Named region outline entries
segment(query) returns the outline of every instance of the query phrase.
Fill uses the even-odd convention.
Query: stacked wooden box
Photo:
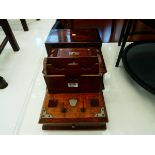
[[[47,93],[39,120],[43,129],[106,129],[106,67],[98,31],[52,29],[45,46]]]

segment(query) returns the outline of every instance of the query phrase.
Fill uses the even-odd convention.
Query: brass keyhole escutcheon
[[[72,106],[72,107],[75,107],[75,106],[77,105],[77,102],[78,102],[78,100],[75,99],[75,98],[69,99],[69,104],[70,104],[70,106]]]

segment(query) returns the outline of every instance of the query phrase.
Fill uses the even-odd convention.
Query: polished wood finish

# PROBLEM REQUIREMENTS
Retype every entry above word for word, omitting the pictures.

# SOLUTION TO THE EXERCISE
segment(query) returns the outline of every instance of the query phrase.
Fill uses the even-odd convention.
Query: stacked wooden box
Photo:
[[[47,93],[39,120],[43,129],[106,129],[106,67],[98,31],[52,29],[45,46]]]

segment(query) returns the outline of every instance of the query phrase.
Fill uses the even-odd convention.
Query: brass keyhole escutcheon
[[[72,106],[72,107],[75,107],[75,106],[77,105],[77,102],[78,102],[78,100],[75,99],[75,98],[69,99],[69,104],[70,104],[70,106]]]

segment(query) returns the outline of every instance of the query phrase.
Fill uses the even-odd convention.
Query: polished wood finish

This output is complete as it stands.